Is this 'Offset Cursor' patented? (1)

renesch (1016465) | more than 7 years ago | (#19162155)

If so, keep your existing touch-screen-enabled gadgets calibrated, else...

GUI / Hardware design (4, Interesting)

Dan East (318230) | more than 7 years ago | (#19162283)

This is interesting, because I've been working on finger touch based UIs of late. I've come to a few conclusions:

The touchscreen for many devices is physically designed for use with a stylus. They require quite a bit of force to register, and it is difficult to apply that much pressure with a finger because of the amount of surface area contacted. The DELL Axim touchscreens work particularly well with finger touch, while others, like the Asus a716, do not.

+-------+

To do:
(a) Condense the paragraph of the forum excerpt that opens with "The touchscreen for many devices" into a shorter version that keeps its main facts.
(b) Answer these questions from the forum excerpt:
(i) What does renesch advise keeping calibrated?
(ii) What has Dan East been working on lately?
(iii) Which touchscreen does Dan East name as one that does not work well with finger touch?
(c) Rename "gadgets" as "devices" in the forum excerpt, starting with "Is this 'Offset" and going on through "gadgets calibrated, else...", and write out that part.
The listing that comes next has no connection to the forum excerpt.

Entries shown:
+-------+

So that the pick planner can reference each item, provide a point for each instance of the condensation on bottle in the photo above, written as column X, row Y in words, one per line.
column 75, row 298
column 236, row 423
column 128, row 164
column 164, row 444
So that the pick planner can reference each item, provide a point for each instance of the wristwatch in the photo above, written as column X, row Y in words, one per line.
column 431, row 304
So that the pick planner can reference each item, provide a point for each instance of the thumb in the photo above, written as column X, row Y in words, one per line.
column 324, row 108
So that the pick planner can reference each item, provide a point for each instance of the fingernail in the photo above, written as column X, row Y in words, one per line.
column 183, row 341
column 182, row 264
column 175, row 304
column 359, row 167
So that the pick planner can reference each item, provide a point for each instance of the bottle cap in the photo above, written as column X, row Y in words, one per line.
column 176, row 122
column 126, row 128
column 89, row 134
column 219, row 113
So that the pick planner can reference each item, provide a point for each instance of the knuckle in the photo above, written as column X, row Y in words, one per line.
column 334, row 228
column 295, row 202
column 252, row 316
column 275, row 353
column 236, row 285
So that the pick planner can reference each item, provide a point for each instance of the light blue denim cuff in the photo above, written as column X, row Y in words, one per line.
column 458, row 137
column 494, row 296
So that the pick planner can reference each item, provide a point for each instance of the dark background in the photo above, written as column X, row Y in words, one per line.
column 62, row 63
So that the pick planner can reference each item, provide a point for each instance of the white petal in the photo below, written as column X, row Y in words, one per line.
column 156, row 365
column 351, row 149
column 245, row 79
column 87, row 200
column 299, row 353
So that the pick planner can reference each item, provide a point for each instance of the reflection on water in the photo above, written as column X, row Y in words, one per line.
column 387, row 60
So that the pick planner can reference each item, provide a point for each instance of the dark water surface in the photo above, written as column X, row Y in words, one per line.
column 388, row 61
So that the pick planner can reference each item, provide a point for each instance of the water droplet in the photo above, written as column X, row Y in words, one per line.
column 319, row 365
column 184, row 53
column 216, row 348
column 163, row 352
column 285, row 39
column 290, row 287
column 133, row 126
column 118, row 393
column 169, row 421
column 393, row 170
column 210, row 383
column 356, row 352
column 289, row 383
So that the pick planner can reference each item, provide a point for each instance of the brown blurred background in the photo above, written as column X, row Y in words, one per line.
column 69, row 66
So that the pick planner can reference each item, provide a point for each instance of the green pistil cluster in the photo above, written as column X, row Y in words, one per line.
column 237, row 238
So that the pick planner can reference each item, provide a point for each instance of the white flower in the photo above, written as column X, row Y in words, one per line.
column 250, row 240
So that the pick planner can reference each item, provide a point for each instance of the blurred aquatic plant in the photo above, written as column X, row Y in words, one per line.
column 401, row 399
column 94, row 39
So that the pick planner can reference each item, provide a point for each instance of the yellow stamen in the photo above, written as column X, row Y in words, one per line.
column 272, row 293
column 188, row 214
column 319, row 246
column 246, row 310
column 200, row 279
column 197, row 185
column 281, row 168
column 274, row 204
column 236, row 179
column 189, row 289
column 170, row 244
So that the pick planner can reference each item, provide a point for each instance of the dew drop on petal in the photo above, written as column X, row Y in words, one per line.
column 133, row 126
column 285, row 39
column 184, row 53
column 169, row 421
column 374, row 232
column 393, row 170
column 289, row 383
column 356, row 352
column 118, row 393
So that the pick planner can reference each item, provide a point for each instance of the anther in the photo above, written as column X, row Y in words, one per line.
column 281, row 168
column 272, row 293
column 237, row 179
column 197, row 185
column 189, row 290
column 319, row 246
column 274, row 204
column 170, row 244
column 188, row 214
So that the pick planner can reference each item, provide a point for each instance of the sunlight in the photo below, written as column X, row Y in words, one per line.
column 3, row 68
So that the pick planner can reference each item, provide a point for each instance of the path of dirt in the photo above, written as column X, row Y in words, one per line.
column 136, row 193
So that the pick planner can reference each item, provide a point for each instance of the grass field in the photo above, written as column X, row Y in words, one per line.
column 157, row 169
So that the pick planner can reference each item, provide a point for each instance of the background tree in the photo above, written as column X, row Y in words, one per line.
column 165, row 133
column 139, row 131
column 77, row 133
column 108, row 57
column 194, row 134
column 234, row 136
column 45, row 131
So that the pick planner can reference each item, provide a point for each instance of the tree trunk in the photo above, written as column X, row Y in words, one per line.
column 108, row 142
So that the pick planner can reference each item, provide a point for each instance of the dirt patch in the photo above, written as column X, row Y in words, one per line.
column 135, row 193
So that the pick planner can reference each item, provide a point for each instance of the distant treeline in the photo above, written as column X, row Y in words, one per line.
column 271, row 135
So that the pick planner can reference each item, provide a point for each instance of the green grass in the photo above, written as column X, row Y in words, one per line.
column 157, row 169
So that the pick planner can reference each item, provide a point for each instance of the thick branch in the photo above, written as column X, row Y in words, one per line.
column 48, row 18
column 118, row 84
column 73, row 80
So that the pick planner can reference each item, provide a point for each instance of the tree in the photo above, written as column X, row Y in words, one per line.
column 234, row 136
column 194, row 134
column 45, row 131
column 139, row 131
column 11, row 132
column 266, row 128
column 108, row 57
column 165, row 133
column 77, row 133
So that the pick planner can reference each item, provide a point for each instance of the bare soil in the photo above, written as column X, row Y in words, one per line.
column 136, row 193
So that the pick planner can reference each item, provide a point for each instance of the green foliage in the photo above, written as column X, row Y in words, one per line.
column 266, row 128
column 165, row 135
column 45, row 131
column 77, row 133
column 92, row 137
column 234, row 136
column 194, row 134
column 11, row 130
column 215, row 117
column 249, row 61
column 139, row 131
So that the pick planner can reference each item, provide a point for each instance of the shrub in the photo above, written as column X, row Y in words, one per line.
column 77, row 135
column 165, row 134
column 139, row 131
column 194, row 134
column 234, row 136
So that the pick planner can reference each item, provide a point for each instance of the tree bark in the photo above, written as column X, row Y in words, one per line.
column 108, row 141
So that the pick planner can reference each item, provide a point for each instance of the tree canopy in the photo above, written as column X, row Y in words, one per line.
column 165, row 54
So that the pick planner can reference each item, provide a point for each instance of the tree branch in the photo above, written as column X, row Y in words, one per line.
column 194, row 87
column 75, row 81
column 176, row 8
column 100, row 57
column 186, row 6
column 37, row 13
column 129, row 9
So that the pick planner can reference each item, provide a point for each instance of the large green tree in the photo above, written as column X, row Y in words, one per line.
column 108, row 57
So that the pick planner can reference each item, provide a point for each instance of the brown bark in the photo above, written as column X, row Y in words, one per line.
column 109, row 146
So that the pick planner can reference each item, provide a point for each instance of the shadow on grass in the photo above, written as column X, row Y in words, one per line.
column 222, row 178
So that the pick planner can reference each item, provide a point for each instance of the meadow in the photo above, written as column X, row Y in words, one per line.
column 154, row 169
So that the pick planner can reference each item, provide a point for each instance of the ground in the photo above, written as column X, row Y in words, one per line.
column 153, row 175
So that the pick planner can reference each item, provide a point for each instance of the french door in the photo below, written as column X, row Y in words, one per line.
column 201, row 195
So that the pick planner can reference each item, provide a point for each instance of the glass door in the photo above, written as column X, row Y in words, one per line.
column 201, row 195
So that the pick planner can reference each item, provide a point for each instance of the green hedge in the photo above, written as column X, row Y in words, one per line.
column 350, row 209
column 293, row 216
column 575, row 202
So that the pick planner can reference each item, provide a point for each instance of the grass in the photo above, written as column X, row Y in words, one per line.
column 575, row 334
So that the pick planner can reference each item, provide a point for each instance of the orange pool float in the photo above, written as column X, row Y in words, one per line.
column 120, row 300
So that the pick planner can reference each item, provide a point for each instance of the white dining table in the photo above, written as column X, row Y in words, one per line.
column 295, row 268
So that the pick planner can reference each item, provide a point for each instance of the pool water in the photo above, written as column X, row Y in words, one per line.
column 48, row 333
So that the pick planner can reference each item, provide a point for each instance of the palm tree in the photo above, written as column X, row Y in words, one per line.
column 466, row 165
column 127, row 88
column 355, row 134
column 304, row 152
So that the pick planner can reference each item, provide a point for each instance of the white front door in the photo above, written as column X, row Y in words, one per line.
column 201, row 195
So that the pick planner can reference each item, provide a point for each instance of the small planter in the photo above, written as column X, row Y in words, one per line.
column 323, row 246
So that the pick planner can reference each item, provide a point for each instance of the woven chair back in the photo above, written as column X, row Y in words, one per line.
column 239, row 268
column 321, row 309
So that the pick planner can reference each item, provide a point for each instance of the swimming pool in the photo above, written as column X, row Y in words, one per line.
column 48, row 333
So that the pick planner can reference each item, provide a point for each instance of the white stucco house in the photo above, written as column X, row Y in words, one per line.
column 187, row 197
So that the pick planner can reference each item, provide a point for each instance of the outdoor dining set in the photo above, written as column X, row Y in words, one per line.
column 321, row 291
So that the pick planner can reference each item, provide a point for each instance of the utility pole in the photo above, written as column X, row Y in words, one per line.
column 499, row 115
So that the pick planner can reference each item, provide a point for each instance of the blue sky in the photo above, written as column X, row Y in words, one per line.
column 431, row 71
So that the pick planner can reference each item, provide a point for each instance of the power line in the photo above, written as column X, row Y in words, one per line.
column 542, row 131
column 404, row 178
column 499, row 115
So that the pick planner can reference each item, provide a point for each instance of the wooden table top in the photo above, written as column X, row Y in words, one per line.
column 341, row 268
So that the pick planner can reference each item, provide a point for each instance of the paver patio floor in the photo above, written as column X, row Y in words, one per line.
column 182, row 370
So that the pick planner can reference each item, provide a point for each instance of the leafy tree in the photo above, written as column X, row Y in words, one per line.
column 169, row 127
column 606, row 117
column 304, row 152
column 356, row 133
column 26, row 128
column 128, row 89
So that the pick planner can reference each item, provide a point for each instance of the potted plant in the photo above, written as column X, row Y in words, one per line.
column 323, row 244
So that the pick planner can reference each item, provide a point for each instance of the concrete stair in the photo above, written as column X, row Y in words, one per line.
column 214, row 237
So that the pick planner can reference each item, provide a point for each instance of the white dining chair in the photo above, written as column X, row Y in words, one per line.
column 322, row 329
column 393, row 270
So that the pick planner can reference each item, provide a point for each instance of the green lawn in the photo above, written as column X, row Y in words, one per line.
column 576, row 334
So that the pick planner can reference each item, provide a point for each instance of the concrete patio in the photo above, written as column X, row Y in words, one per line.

+-------+

Written responses:
(a) Many devices have touchscreens built for a stylus. They need a lot of force to register, and a finger has trouble applying that pressure because it touches a larger surface area. DELL Axim touchscreens work especially well with finger touch, but others, such as the Asus a716, do not.

(b)
(i) Existing touch-screen-enabled gadgets.
(ii) Finger touch based UIs.
(iii) The Asus a716.

(c)
Is this 'Offset Cursor' patented? (1)

renesch (1016465) | more than 7 years ago | (#19162155)

If so, keep your existing touch-screen-enabled devices calibrated, else...